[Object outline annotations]
□ □ □ □ □

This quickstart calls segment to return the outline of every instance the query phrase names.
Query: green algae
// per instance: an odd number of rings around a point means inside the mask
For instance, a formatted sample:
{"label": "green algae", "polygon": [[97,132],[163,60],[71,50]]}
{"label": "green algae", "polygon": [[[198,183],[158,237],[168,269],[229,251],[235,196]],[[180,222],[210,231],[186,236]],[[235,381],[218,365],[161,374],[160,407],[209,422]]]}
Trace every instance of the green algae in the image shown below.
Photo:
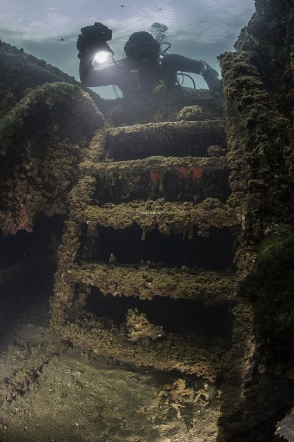
{"label": "green algae", "polygon": [[255,332],[266,357],[288,363],[294,344],[294,229],[267,229],[242,290],[253,302]]}
{"label": "green algae", "polygon": [[240,215],[228,205],[214,198],[206,198],[201,203],[166,202],[165,200],[133,201],[115,205],[88,206],[81,214],[81,220],[100,224],[115,229],[126,229],[138,224],[143,232],[157,227],[163,233],[183,233],[197,226],[207,231],[210,226],[222,228],[240,223]]}
{"label": "green algae", "polygon": [[154,296],[193,299],[204,305],[217,305],[234,299],[235,278],[213,271],[186,273],[179,269],[139,269],[107,265],[82,265],[69,271],[70,280],[97,287],[104,294],[138,296],[151,300]]}

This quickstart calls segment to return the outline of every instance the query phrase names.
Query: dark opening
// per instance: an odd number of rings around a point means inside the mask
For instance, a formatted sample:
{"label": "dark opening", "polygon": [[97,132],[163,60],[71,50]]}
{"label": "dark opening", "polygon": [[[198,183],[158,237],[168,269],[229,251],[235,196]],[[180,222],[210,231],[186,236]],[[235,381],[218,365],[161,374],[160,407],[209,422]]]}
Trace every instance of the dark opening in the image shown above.
{"label": "dark opening", "polygon": [[18,262],[28,263],[37,256],[52,255],[61,242],[64,216],[41,217],[32,232],[19,231],[16,235],[0,236],[0,269]]}
{"label": "dark opening", "polygon": [[0,237],[0,347],[20,323],[49,321],[63,220],[43,217],[32,232]]}
{"label": "dark opening", "polygon": [[128,309],[137,308],[155,325],[165,332],[193,332],[207,336],[231,335],[232,314],[228,305],[205,307],[190,300],[155,296],[152,300],[135,297],[104,296],[93,288],[86,309],[99,318],[106,317],[121,325],[126,321]]}
{"label": "dark opening", "polygon": [[192,240],[183,240],[182,235],[166,236],[155,229],[142,241],[139,226],[119,230],[99,226],[92,259],[108,262],[113,253],[117,262],[127,265],[153,261],[167,267],[189,265],[209,270],[231,267],[237,229],[211,227],[208,238],[198,236],[197,231],[195,229]]}

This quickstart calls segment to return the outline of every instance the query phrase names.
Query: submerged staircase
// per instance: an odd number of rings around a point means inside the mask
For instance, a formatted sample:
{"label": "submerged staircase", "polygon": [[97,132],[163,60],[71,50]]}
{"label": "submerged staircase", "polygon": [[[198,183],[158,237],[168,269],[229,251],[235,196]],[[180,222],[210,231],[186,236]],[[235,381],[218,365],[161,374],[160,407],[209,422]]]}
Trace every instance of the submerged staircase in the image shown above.
{"label": "submerged staircase", "polygon": [[119,362],[214,381],[230,349],[240,224],[224,122],[104,128],[79,173],[54,330]]}

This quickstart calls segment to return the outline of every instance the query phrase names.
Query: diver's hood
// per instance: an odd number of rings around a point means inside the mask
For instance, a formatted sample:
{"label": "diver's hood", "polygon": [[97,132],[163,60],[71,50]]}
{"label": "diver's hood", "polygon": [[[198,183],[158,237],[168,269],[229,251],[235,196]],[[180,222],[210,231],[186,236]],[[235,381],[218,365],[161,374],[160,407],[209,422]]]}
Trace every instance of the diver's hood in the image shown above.
{"label": "diver's hood", "polygon": [[134,32],[126,43],[124,50],[127,57],[135,59],[158,57],[160,44],[151,34],[146,31]]}

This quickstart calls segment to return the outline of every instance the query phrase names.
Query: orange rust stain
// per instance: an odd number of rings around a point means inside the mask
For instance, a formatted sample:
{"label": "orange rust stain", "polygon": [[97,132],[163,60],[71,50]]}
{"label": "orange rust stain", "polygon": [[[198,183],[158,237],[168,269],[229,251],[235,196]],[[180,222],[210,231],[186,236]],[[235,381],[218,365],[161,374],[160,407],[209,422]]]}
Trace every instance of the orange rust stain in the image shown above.
{"label": "orange rust stain", "polygon": [[199,180],[203,175],[203,169],[201,167],[196,167],[196,166],[192,166],[189,168],[189,171],[190,171],[193,175],[193,177],[195,180]]}
{"label": "orange rust stain", "polygon": [[191,166],[188,169],[182,166],[174,166],[174,169],[179,173],[182,178],[186,179],[193,177],[195,180],[199,180],[203,175],[203,169],[196,166]]}
{"label": "orange rust stain", "polygon": [[181,167],[180,166],[174,166],[174,169],[179,172],[182,178],[188,178],[189,175],[188,169],[186,167]]}
{"label": "orange rust stain", "polygon": [[160,178],[160,171],[156,170],[150,171],[150,179],[152,182],[156,182]]}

□ □ □ □ □

**JOB**
Output the data exactly. Pictures don't belong in the result.

**ANSWER**
This quickstart calls segment to return the outline of every instance the query phrase names.
Query: green algae
// per instance: an odd number of rings around a point means inside the mask
For instance, a formatted sample:
{"label": "green algae", "polygon": [[97,132],[163,60],[71,50]]}
{"label": "green algae", "polygon": [[[198,183],[158,237],[168,269],[229,251],[235,196]],[[180,222],[210,231],[186,236]],[[235,381],[218,365],[161,374],[160,407],[209,422]]]}
Trace every instance of the green algae in the image shown below.
Photo:
{"label": "green algae", "polygon": [[255,332],[266,357],[288,363],[294,344],[294,229],[267,229],[242,290],[253,302]]}
{"label": "green algae", "polygon": [[240,215],[228,205],[214,198],[206,198],[201,203],[166,202],[165,200],[133,201],[115,205],[88,206],[81,214],[81,220],[100,224],[115,229],[126,229],[138,224],[143,232],[157,227],[163,233],[183,233],[197,226],[207,231],[210,226],[222,228],[240,223]]}
{"label": "green algae", "polygon": [[154,296],[193,299],[204,305],[217,305],[234,299],[235,278],[213,271],[186,273],[179,269],[139,269],[107,265],[82,265],[69,271],[70,280],[97,287],[104,294],[138,296],[151,300]]}

This quickstart calls segment to return the outline of every instance the query phrase names.
Query: dark opening
// per instance: an odd number of rings around a point means inside the mask
For instance, a formatted sample:
{"label": "dark opening", "polygon": [[97,132],[163,60],[71,50]]}
{"label": "dark opening", "polygon": [[[198,183],[158,237],[168,269],[229,251],[235,196]],[[180,222],[210,231],[186,236]],[[235,381],[218,365],[161,374],[160,407],[209,422]]]}
Trace every instance of the dark opening in the image shown above.
{"label": "dark opening", "polygon": [[18,262],[28,263],[37,256],[52,255],[61,242],[64,216],[41,217],[32,232],[19,231],[16,235],[0,236],[0,269]]}
{"label": "dark opening", "polygon": [[0,237],[0,347],[20,323],[49,321],[63,220],[43,217],[32,232]]}
{"label": "dark opening", "polygon": [[128,309],[137,308],[155,325],[165,332],[193,332],[207,336],[231,335],[232,314],[228,305],[205,307],[190,300],[155,296],[152,300],[135,297],[104,296],[93,288],[86,309],[99,318],[106,317],[121,325],[126,321]]}
{"label": "dark opening", "polygon": [[192,240],[183,240],[182,235],[166,236],[155,229],[142,241],[139,226],[119,230],[99,226],[92,259],[108,262],[113,253],[117,262],[127,265],[153,261],[167,267],[189,265],[209,270],[231,267],[237,229],[211,227],[208,238],[198,236],[197,231],[195,229]]}

This quickstart calls segment to return the outline of every instance the query phrase names.
Query: submerged staircase
// per instance: an odd number of rings around a point means inside the mask
For instance, a formatted sample:
{"label": "submerged staircase", "polygon": [[97,132],[163,60],[71,50]]}
{"label": "submerged staircase", "polygon": [[[198,183],[158,237],[168,269],[229,251],[235,196]],[[180,222],[210,231],[186,236]],[[235,381],[218,365],[161,374],[160,407],[209,422]]]}
Trace every instance of the submerged staircase in the image shown above.
{"label": "submerged staircase", "polygon": [[119,362],[214,381],[230,349],[240,224],[224,122],[104,128],[79,173],[54,330]]}

This quickstart calls segment to return the outline of every instance the query phrase names.
Query: diver's hood
// per instance: an odd number of rings around a point means inside the mask
For instance, a formatted sample:
{"label": "diver's hood", "polygon": [[97,132],[163,60],[71,50]]}
{"label": "diver's hood", "polygon": [[[198,183],[158,237],[168,269],[229,251],[235,196]],[[180,222],[210,231],[186,236]],[[235,381],[218,365],[161,374],[160,407],[209,422]]]}
Trace every instance of the diver's hood in the image shown above.
{"label": "diver's hood", "polygon": [[134,32],[126,43],[124,50],[127,57],[135,59],[158,57],[160,44],[151,34],[146,31]]}

This quickstart calls segment to return the outline of every instance the query phrase names.
Query: orange rust stain
// per instance: an odd number of rings around a point means inside the mask
For instance, a formatted sample:
{"label": "orange rust stain", "polygon": [[97,132],[163,60],[71,50]]}
{"label": "orange rust stain", "polygon": [[[198,183],[158,237],[168,269],[229,251],[235,196]],[[180,222],[210,231],[186,236]],[[235,381],[218,365],[161,374],[160,407],[209,422]]]}
Trace every instance of the orange rust stain in the image shown above.
{"label": "orange rust stain", "polygon": [[199,180],[203,175],[203,169],[201,167],[196,167],[196,166],[192,166],[189,168],[189,171],[190,171],[193,175],[193,177],[195,180]]}
{"label": "orange rust stain", "polygon": [[191,166],[188,169],[182,166],[174,166],[174,169],[179,173],[182,178],[186,179],[193,177],[195,180],[199,180],[203,175],[203,169],[196,166]]}
{"label": "orange rust stain", "polygon": [[181,167],[180,166],[174,166],[174,169],[179,172],[182,178],[188,178],[189,175],[188,169],[186,167]]}
{"label": "orange rust stain", "polygon": [[160,178],[160,171],[156,170],[150,171],[150,179],[152,182],[156,182]]}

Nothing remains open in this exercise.